Short problem
Without including any pictures, copy each entry below exactly.

[Provided data start]

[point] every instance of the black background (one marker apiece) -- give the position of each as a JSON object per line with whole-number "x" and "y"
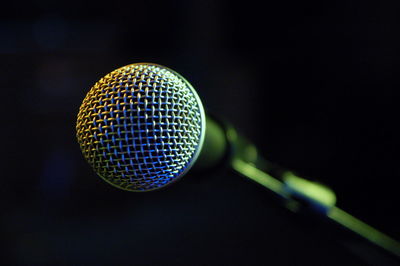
{"x": 313, "y": 85}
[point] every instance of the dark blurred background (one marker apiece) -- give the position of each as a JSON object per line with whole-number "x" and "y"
{"x": 314, "y": 85}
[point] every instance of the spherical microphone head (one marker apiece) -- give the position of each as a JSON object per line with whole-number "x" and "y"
{"x": 141, "y": 127}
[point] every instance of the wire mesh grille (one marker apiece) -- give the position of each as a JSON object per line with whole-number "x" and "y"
{"x": 140, "y": 127}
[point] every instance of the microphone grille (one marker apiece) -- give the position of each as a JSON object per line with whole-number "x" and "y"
{"x": 141, "y": 127}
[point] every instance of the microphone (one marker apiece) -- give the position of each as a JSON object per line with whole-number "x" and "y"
{"x": 142, "y": 127}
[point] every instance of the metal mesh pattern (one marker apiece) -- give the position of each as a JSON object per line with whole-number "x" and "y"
{"x": 140, "y": 127}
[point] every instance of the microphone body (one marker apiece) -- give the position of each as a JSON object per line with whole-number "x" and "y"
{"x": 143, "y": 126}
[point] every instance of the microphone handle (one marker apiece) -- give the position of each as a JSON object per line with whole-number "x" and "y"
{"x": 299, "y": 194}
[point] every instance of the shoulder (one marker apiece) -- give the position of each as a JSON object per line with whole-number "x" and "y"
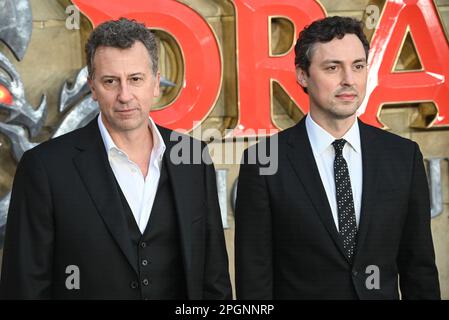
{"x": 387, "y": 139}
{"x": 58, "y": 147}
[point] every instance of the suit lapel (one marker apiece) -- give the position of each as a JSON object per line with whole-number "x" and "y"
{"x": 370, "y": 156}
{"x": 180, "y": 180}
{"x": 303, "y": 162}
{"x": 93, "y": 167}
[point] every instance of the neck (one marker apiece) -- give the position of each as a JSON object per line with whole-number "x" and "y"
{"x": 137, "y": 144}
{"x": 335, "y": 127}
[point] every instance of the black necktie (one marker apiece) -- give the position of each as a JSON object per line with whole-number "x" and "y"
{"x": 345, "y": 202}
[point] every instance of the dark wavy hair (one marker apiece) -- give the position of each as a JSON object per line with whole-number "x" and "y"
{"x": 121, "y": 33}
{"x": 325, "y": 30}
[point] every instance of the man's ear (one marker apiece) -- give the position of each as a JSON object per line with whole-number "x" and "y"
{"x": 90, "y": 82}
{"x": 301, "y": 77}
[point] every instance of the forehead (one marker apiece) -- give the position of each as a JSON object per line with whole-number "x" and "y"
{"x": 348, "y": 48}
{"x": 111, "y": 59}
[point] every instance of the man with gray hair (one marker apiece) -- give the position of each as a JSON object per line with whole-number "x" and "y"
{"x": 103, "y": 212}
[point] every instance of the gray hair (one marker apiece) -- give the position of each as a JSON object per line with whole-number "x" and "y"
{"x": 122, "y": 34}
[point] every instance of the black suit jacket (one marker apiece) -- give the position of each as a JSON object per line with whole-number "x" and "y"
{"x": 288, "y": 247}
{"x": 66, "y": 210}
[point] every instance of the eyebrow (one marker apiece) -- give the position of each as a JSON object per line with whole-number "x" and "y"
{"x": 117, "y": 77}
{"x": 340, "y": 62}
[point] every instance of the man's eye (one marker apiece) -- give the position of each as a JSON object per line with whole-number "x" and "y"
{"x": 110, "y": 82}
{"x": 136, "y": 79}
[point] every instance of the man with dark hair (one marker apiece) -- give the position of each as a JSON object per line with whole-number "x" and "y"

[Provided data end]

Output of the task
[point] every instance of the black background (one marker apiece) -- give the position of each as a JSON object per line with whole-number "x" and "y"
{"x": 313, "y": 85}
[point] every instance of the dark blurred background (one marker apiece) -- give the position of each as a JSON object per line with whole-number "x" and "y"
{"x": 314, "y": 85}
[point] every instance of the spherical microphone head (one marker apiece) -- give the position of each as a JSON object per line with whole-number "x" and "y"
{"x": 141, "y": 127}
[point] every instance of the wire mesh grille (one marker apiece) -- give the position of each as a JSON object per line with whole-number "x" and "y"
{"x": 140, "y": 127}
[point] every instance of the microphone grille (one marker apiece) -- give the position of each as a JSON object per line with whole-number "x" and "y"
{"x": 141, "y": 127}
[point] every instance of the microphone (one marker apiece) -- give the position of each as a JSON object per line with whole-number "x" and "y"
{"x": 142, "y": 127}
[point] every instance of the metal mesh pattern (one marker apiece) -- give the position of each as a JSON object per line with whole-number "x" and "y"
{"x": 140, "y": 127}
[point] every instance of the microphone body (one marker apiece) -- give the position of each as a JSON object per line with whole-number "x" and "y"
{"x": 143, "y": 126}
[point] every instance of the microphone handle (one marker apiece) -- give the position of each as a JSON object per line with whole-number "x" and "y"
{"x": 299, "y": 194}
[point] every instance of the shoulder (one marker apiece) -- give the position of each as a JSON object per line with whole-number "x" and "y"
{"x": 387, "y": 139}
{"x": 58, "y": 147}
[point] every instance of the suit lapel (one marker apiece) -- give the position of each as a JSON object per line with whole-number "x" and "y"
{"x": 370, "y": 156}
{"x": 180, "y": 180}
{"x": 303, "y": 162}
{"x": 93, "y": 167}
[point] every instance of the neck (one marker apiece) -- give the position of each as a JSON object per line with whole-number "x" and "y"
{"x": 137, "y": 144}
{"x": 335, "y": 127}
[point] every instance of the black necktie (one marker apiece) -- give the position of each as a JSON object per line with whole-number "x" and "y"
{"x": 345, "y": 202}
[point] every instance of the dark wavy hair (one marker apiece) -- give the position of each as a JSON object per line with whole-number "x" and "y"
{"x": 121, "y": 33}
{"x": 325, "y": 30}
[point] every instance of the man's ear (one marker apiece) -- give the position of each as a JSON object per line with whole-number "x" and "y"
{"x": 90, "y": 82}
{"x": 301, "y": 77}
[point] every instance of the forehead (one marker apiece) -- give the position of each as a JSON object per line with whole-number "x" and "y"
{"x": 348, "y": 48}
{"x": 111, "y": 59}
[point] every instance of the man with gray hair (one marker apiece) -- give the position of each as a JSON object per line with whole-number "x" and "y"
{"x": 103, "y": 212}
[point] every instance of the gray hair (one marker apiece) -- give the position of each as a JSON object per line with whole-number "x" and "y"
{"x": 122, "y": 34}
[point] every instance of the black suit jacket (one marker apiece) -- give the position of each as a JSON object per line with whole-number "x" and "y"
{"x": 288, "y": 247}
{"x": 66, "y": 210}
[point] every instance of the eyebrow (one marker apiece) -- give the position of each as a JSON object per line with whole-number "x" and "y"
{"x": 117, "y": 77}
{"x": 340, "y": 62}
[point] every instance of the man's eye (one marker apiece) -- give the position of each as a JSON object per line with whole-number "x" and "y"
{"x": 110, "y": 82}
{"x": 136, "y": 79}
[point] every instance of the man with dark hair (one marker apiece) -- give the position of each as a JSON object per line with whole-number "x" and "y"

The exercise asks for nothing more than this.